Apache CarbonData Dev Mailing List archive

[Discussion] Blocklet DataMap caching in driver

Classic

List

Threaded

7 messages Options

manishgupta88

[Discussion] Blocklet DataMap caching in driver

Hi Dev,

The current implementation of Blocklet dataMap caching in driver is that it
caches the min and max values of all the columns in schema by default.

The problem with this implementation is that as the number of loads
increases the memory required to hold min and max values also increases
considerably. We know that in most of the scenarios there is a single
driver and memory configured for driver is less as compared to executor.
With continuos increase in memory requirement driver can even go out of
memory which makes the situation further worse.

*Proposed Solution to solve the above problem:*

Carbondata uses min and max values for blocklet level pruning. It might not
be necessary that user has filter on all the columns specified in the
schema instead it could be only few columns that has filter applied on them
in the query.

1. We provide user an option to cache the min and max values of only the
required columns. Caching only the required columns can optimize the
blocklet dataMap memory usage as well as solve the driver memory problem to
a greater extent.

2. Using an external storage/DB to cache min and max values. We can also
implement a solution to create a table in the external DB and store min and
max values for all the columns in that table. This will not use any driver
memory and hence the driver memory usage will be optimized further as
compared to solution 1.

*Solution 1* will not have any performance impact as the user will cache
the required filter columns and it will not have any external dependency
for query execution.
*Solution 2* will degrade the query performance as it will involve querying
for min and max values from external DB required for Blocklet pruning.

*So from my point of view we should go with solution 1 and in near future
propose a design for solution 2. User can have an option to select between
the 2 options*. Kindly share your suggestions.

Regards
Manish Gupta

ravipesala

Re: [Discussion] Blocklet DataMap caching in driver

Hi Manish,
Thanks for proposing the solutions of driver memory problem.

+1 for solution 1 but it may not be the complete solution. We should also
have solution 2 to solve driver memory issue completely. I think in a very
near feature we should have solution 2 as well.

I have few doubts and suggestions related to solution 1.
1. what if the query comes on noncached columns, will it start read from
disk in driver side for minmax ?
2. Are we planning to cache blocklet level information or block level
information in driver side for cached columns?
3. What is the impact if we automatically chose cached columns from the
user query instead of letting the user configure them?

Regards,
Ravindra.

On Thu, 21 Jun 2018 at 14:54, manish gupta <[hidden email]>
wrote:

> Hi Dev,
>
> The current implementation of Blocklet dataMap caching in driver is that it
> caches the min and max values of all the columns in schema by default.
>
> The problem with this implementation is that as the number of loads
> increases the memory required to hold min and max values also increases
> considerably. We know that in most of the scenarios there is a single
> driver and memory configured for driver is less as compared to executor.
> With continuos increase in memory requirement driver can even go out of
> memory which makes the situation further worse.

Problem to solve >>
Print the part of the Blocklet DataMap caching thread from "1. what if the" up to and including "for cached columns?".

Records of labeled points
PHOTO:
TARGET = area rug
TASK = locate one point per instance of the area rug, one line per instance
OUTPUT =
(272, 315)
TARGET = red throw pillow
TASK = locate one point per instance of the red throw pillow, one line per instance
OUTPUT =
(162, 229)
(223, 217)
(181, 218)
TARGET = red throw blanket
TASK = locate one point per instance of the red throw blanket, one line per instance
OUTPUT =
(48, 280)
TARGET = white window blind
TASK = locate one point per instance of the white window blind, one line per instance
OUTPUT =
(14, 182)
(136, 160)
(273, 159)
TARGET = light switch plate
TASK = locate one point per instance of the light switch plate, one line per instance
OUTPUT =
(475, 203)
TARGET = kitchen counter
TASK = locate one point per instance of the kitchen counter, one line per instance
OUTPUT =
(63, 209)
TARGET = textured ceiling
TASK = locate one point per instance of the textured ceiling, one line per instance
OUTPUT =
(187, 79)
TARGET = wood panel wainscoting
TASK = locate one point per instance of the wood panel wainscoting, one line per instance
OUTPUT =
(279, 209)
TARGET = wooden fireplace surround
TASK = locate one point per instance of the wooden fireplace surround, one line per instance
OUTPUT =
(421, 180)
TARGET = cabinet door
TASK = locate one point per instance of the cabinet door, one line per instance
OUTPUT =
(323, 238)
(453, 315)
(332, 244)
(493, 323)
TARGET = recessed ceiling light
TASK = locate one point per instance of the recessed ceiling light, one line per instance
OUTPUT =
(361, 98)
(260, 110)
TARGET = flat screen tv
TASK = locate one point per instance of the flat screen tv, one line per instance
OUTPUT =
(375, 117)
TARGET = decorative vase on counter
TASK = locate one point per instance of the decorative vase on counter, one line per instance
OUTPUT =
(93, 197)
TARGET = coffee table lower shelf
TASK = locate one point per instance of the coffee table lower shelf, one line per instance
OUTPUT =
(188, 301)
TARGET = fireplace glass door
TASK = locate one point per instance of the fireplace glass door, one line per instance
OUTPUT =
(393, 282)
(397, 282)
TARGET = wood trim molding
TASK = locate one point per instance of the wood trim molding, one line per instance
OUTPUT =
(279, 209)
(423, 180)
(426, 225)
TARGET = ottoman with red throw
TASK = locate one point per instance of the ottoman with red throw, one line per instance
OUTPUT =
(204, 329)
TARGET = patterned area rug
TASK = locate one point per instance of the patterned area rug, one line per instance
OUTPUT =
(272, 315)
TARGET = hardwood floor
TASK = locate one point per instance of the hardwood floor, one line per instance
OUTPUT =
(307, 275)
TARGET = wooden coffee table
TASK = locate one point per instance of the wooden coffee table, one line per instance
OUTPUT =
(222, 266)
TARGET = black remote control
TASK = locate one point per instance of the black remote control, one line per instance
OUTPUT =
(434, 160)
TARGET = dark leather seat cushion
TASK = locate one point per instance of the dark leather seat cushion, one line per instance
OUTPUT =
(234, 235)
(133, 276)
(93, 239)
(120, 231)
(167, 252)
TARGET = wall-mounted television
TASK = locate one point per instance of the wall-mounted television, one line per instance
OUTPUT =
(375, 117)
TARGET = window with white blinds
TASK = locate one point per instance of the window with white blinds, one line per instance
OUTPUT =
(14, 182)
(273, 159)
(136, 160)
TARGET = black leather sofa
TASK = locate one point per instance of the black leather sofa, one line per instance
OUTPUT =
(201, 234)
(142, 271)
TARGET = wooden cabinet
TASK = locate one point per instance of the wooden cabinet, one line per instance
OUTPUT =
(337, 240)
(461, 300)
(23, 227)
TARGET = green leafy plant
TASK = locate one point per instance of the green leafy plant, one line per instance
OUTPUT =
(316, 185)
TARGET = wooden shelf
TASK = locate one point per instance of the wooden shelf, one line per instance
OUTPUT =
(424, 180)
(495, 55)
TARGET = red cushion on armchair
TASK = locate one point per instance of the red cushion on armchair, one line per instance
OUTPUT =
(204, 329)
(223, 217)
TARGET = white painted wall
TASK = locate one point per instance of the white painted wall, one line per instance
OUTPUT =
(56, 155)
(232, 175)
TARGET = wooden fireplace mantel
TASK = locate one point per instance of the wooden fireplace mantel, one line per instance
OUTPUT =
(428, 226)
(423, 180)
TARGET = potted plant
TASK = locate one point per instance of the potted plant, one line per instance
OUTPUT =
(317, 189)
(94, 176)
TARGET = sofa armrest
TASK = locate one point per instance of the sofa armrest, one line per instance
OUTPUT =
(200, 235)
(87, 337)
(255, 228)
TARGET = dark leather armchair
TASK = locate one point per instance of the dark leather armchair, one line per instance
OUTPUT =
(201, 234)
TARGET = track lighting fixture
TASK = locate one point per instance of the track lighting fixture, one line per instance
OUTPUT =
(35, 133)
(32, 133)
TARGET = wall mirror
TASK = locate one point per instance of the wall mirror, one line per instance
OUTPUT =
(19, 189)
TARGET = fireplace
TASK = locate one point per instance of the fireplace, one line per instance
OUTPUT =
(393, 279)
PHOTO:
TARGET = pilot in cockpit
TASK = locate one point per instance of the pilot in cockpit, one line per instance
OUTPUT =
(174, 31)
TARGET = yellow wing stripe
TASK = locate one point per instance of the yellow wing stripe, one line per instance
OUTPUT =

Response for this exercise >>
1. what if the query comes on noncached columns, will it start read from
disk in driver side for minmax ?
2. Are we planning to cache blocklet level information or block level
information in driver side for cached columns?